◆ Text for analysis
----
Among the human actors, only Tucci (suggesting a cross between a mad scientist and a tax collector) has any sort of character arc as he subtly evolves from a snarky comic role to a more fully fleshed-out character with a conscience. Li, whose appearance has been highly anticipated in China, oozes sex appeal while projecting a strong image as a hard-assed career woman, but her role sadly limits her to a few angry or stressed-out expressions.
Industrial Light & Magic again delivers an orgy of visual effects and animation, delivering lightning-fast, acrobatic movements from the colossal Dinobots, and conjuring the man-made Transformers from graceful cubic formations. While light rays and spots are noticeably blurry against pitch-black backdrops, other 3D effects provide immersive experiences of large-scale destruction, showering the viewer in a beautiful confetti shower of splintered metal and exploding debris. The furiously mobile lensing by d.p. Amir Mokri (“Transformers: Dark of the Moon,” “Man of Steel”), making use of smaller digital Imax 3D cameras for the first time, is even more tactile than before, though it still tries to squeeze too much into the frame.
That visual overkill extends to even the shorter scenes of individual bot-to-bot combat, and several haphazardly staged car chases appear to have been inserted to satisfy the auto lovers in the audience. The aggressive sensory assault is borne out by the breakneck editing of William Goldenberg, Roger Barton and Paul Rubell, and also by the score by Bay’s regular composer, Steve Jablonsky, which achieves a thundering majesty whenever the Autobots make a dramatic entrance, but is otherwise drowned out by the din of the Dolby Atmos sound mix.
Film Review: 'Transformers: Age of Extinction'
Reviewed at Peace Cinema, Shanghai, June 22, 2014. (In Shanghai Film Festival — closer.) MPAA Rating: PG-13. Running time: 165 MIN.
Production
A Paramount release presented in association with Hasbro of a Don Murphy/Tom DeSanto production, a di Bonaventura Pictures production, an Ian Bryce production. Produced by Lorenzo di Bonaventura, DeSanto, Murphy, Bryce. Executive producers, Steven Spielberg, Michael Bay, Brian Goldner, Mark Vahradian. Co-producers, Allegra Clegg, Matthew Cohan, K.C. Hodenfield, Michael Kase.
----
◆ Information
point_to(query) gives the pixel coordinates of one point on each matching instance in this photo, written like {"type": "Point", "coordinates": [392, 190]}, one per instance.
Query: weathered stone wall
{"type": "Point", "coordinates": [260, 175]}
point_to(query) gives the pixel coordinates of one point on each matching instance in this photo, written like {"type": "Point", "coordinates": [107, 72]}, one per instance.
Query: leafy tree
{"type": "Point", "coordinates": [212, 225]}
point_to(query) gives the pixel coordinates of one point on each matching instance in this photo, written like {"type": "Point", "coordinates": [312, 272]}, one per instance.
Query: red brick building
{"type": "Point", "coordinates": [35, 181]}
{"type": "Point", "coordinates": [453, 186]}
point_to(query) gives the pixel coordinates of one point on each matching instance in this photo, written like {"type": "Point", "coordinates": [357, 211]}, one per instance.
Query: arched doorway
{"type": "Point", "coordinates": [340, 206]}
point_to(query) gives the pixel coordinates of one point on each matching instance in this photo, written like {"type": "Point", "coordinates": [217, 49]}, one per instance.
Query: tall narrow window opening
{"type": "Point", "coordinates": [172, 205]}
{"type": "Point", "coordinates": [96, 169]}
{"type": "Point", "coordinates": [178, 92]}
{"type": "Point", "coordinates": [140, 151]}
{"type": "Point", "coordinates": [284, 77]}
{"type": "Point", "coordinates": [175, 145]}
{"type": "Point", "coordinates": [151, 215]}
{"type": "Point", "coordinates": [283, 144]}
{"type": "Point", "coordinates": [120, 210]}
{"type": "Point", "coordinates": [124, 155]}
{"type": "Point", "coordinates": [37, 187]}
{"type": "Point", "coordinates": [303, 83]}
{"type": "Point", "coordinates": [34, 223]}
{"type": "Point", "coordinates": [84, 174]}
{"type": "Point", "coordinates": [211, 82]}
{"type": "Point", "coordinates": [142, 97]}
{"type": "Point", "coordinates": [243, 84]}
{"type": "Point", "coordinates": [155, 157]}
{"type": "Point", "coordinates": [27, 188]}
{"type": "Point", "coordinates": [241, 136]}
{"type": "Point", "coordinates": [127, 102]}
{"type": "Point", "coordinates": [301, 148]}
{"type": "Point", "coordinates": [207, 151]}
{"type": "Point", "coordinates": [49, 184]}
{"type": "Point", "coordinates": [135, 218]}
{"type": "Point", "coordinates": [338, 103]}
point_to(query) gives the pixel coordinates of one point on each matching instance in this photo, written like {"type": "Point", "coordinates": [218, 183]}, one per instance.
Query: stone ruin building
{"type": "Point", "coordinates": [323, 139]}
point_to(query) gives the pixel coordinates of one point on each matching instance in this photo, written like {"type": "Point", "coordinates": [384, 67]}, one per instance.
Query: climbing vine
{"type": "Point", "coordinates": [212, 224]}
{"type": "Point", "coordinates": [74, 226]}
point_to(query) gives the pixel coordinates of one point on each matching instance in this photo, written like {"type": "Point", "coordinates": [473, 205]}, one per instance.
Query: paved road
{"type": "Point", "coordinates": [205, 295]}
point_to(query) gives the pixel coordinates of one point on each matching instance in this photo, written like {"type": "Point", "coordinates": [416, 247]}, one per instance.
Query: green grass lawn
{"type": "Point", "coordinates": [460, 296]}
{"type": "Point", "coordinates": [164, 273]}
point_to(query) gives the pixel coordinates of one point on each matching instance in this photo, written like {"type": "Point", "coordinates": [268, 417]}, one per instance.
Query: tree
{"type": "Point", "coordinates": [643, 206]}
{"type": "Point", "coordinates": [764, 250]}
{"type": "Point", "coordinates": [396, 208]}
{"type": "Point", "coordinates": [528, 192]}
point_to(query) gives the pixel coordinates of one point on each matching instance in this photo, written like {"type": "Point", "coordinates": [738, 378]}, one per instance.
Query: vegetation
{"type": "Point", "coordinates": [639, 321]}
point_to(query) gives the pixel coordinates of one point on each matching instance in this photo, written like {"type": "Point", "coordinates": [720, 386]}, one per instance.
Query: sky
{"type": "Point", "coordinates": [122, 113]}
----
◆ Task
Please extract the part of the film review from "That visual overkill" to "Atmos sound mix.", copying it word for word.

◆ Completed exercise
That visual overkill extends to even the shorter scenes of individual bot-to-bot combat, and several haphazardly staged car chases appear to have been inserted to satisfy the auto lovers in the audience. The aggressive sensory assault is borne out by the breakneck editing of William Goldenberg, Roger Barton and Paul Rubell, and also by the score by Bay’s regular composer, Steve Jablonsky, which achieves a thundering majesty whenever the Autobots make a dramatic entrance, but is otherwise drowned out by the din of the Dolby Atmos sound mix.